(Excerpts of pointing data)
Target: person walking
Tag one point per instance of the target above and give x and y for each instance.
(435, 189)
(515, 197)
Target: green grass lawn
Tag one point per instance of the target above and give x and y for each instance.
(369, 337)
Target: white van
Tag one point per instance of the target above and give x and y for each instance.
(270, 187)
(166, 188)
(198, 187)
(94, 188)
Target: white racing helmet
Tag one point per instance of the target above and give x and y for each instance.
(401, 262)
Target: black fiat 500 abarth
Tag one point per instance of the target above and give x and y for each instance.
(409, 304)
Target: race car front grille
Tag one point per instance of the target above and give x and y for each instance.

Stated goal >> Rewrite the entries from the line containing "Target: black fiat 500 abarth" through the end, swapping "front grille" for "rear spoiler" and leaving every other word as it stands.

Full answer >>
Target: black fiat 500 abarth
Tag one point per instance of the target above and give x and y for each instance.
(409, 304)
Target: race car rear spoiler
Tag one point per instance of the target above and give x and y for each instance.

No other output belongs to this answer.